Where does the word "below" appear in the data? Copy every line that holds it.

[Provided records — start]

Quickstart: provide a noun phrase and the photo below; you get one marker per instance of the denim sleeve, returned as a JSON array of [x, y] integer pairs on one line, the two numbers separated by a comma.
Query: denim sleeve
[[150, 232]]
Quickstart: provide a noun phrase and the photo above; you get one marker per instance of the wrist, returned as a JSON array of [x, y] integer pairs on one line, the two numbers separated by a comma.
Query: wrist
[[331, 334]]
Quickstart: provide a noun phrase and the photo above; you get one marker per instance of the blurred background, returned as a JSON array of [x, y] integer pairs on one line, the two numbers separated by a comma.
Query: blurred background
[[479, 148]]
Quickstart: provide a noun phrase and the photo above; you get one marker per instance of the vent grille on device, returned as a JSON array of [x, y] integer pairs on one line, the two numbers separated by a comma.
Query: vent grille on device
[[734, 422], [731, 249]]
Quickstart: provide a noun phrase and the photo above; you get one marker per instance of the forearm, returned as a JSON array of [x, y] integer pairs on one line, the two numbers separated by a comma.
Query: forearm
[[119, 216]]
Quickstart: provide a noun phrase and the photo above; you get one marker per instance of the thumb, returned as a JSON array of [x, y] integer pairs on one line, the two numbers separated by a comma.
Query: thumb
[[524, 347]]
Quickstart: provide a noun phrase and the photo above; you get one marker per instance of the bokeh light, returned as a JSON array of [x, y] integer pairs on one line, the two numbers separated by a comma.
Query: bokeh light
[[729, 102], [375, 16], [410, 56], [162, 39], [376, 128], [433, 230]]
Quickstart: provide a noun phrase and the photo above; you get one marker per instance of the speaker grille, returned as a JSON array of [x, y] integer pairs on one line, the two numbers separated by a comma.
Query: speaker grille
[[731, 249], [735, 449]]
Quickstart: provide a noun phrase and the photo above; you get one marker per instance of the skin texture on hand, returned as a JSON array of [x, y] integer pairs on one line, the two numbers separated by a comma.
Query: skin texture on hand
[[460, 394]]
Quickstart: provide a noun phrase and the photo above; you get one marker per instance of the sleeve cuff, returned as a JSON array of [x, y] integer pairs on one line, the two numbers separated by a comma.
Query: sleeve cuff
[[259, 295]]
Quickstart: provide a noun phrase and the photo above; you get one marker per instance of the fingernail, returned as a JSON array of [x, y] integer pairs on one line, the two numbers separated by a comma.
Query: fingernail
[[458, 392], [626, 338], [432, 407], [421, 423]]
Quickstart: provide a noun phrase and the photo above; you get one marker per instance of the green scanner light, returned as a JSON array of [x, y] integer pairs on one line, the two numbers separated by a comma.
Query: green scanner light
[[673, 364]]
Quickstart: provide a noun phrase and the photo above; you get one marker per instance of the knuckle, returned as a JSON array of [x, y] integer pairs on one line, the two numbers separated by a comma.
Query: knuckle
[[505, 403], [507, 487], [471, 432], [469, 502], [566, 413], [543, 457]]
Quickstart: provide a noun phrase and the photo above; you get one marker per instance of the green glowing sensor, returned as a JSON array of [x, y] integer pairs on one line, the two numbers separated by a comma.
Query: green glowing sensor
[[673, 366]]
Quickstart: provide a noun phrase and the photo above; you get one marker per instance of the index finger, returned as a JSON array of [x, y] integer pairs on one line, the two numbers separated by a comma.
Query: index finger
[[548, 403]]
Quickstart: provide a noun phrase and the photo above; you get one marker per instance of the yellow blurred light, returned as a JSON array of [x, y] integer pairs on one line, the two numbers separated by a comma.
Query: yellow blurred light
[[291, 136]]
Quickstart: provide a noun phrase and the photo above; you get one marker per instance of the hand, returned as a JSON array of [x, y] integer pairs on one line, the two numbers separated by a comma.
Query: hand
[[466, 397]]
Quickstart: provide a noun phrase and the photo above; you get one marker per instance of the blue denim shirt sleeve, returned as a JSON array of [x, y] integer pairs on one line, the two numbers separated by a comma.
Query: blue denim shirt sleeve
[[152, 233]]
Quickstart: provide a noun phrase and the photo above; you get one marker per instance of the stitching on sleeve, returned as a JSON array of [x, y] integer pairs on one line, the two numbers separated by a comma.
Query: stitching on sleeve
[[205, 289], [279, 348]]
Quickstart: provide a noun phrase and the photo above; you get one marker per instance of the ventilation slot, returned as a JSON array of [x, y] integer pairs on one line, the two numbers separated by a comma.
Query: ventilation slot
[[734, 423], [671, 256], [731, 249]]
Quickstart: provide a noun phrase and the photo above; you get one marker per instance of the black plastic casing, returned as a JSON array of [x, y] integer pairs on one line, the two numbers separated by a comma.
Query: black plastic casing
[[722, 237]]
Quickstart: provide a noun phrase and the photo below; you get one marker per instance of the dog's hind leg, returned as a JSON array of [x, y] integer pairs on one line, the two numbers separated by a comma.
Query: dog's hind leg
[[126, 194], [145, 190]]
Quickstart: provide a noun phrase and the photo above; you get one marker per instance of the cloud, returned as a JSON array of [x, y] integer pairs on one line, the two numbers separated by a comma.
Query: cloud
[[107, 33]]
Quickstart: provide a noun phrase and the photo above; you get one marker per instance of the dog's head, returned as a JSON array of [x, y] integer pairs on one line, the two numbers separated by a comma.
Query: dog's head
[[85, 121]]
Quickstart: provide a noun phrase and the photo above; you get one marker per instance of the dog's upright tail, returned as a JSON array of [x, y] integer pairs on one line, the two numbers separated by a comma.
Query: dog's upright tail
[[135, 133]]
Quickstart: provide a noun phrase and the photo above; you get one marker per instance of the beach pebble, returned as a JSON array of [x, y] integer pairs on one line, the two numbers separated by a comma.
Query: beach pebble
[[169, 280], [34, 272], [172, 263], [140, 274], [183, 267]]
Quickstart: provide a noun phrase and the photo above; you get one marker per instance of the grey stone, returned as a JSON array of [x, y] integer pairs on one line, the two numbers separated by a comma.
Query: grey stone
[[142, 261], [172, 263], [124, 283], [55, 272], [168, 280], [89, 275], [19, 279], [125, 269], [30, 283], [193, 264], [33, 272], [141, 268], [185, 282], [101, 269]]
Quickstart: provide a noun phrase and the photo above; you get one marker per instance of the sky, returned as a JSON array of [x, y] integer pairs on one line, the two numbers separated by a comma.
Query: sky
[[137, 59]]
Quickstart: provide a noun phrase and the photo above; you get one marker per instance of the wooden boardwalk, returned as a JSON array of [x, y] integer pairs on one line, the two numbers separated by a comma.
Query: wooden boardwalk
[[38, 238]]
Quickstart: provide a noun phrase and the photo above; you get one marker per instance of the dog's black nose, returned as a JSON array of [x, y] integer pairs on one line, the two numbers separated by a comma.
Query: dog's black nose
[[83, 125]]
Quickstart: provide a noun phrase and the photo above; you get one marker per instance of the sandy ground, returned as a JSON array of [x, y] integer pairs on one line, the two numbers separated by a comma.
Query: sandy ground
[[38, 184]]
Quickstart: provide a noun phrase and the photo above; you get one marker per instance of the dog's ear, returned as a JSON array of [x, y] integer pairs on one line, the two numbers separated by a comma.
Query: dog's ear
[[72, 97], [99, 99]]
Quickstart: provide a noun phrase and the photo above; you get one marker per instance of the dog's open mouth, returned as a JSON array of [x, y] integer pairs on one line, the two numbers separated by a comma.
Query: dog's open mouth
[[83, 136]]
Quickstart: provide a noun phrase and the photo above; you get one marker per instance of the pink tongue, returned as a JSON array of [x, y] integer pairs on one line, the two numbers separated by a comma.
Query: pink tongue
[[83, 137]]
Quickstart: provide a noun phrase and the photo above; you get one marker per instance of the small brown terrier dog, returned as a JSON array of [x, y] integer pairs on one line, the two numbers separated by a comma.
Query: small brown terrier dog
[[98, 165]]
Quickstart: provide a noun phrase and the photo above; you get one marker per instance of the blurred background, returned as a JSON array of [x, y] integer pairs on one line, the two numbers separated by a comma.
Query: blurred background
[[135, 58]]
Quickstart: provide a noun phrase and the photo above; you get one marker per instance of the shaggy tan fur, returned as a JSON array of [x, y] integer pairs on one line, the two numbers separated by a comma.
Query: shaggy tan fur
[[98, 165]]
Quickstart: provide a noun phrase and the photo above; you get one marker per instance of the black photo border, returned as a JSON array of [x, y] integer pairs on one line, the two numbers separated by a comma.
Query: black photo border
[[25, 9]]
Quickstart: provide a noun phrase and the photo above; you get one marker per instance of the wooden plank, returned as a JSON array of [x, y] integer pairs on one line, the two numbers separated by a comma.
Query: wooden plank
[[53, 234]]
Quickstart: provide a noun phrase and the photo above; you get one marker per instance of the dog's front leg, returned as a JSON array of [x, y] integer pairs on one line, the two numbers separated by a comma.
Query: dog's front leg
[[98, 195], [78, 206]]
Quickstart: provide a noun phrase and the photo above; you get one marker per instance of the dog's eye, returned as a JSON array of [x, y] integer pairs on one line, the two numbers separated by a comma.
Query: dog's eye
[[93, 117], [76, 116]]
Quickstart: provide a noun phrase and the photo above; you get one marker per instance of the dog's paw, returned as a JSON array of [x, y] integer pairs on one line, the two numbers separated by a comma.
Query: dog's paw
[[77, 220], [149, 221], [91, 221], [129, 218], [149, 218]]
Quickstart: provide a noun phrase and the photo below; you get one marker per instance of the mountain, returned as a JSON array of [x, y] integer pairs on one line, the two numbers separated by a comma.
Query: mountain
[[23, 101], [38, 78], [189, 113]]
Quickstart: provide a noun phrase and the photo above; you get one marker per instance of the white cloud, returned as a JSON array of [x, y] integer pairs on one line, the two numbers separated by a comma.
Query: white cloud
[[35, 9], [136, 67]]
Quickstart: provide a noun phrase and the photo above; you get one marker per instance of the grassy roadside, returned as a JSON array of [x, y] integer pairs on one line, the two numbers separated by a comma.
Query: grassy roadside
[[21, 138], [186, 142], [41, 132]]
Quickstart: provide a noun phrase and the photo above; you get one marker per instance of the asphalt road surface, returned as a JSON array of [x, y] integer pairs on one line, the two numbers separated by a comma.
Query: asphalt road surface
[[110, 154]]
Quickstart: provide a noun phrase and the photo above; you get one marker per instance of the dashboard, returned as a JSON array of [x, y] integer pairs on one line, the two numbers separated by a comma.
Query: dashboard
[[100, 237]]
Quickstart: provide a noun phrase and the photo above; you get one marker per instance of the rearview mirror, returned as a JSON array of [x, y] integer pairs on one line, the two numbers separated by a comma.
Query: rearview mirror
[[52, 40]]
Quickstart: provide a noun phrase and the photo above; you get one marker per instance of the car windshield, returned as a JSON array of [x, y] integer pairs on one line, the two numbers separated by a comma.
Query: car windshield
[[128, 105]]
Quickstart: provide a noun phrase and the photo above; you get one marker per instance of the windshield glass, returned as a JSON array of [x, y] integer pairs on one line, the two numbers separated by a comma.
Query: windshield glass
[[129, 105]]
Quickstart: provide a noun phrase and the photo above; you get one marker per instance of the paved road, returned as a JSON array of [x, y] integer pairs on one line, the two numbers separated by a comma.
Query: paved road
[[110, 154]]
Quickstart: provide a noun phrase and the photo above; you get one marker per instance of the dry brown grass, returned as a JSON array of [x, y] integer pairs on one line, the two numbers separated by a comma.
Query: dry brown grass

[Provided records — finish]

**Task solution:**
Quickstart: provide a noun phrase and the photo below; you get one marker per instance of the denim sleeve, returned as a JSON array of [x, y] integer pairs on one line, the two numbers separated by a comma.
Quickstart: provide a noun phrase and the photo below; you get one marker per instance of the dog's hind leg, returned as a JSON array of [x, y] integer pairs on one line, the two numbers separated by a comma.
Quickstart: provide a noun phrase and the photo below; you get one marker per instance of the mountain, returned as a JSON array of [x, y] integer pairs on one line, the two numbers separated by a comma.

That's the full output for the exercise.